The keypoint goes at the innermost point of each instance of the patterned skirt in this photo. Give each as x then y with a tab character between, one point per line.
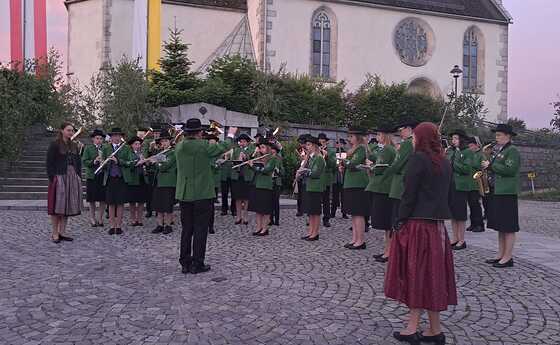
65	194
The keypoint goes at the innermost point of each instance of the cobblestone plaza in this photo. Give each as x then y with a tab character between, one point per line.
128	289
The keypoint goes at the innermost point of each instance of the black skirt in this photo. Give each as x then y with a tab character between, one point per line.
--------------------------------------------------
Rewrite the items above, changing "photo" to "image" wherever it occurs and keeping everything else the same. Don't include the pictures.

- [RESULT OF THIS EXERCISE]:
The keypoint goes at the innermost point of each instance of the patterned skirt in this image. Give each as x then y with a tab character between, one point per line.
65	194
The keypoint goes at the innermost point of each instance of the cobblestone plaza in this image. Give each as x then y with a tab character between, one point per line.
128	289
The keypoint goes at the innermost point of each instance of the black skirt in this image. Give each as x then y with a tab character between, one point per line.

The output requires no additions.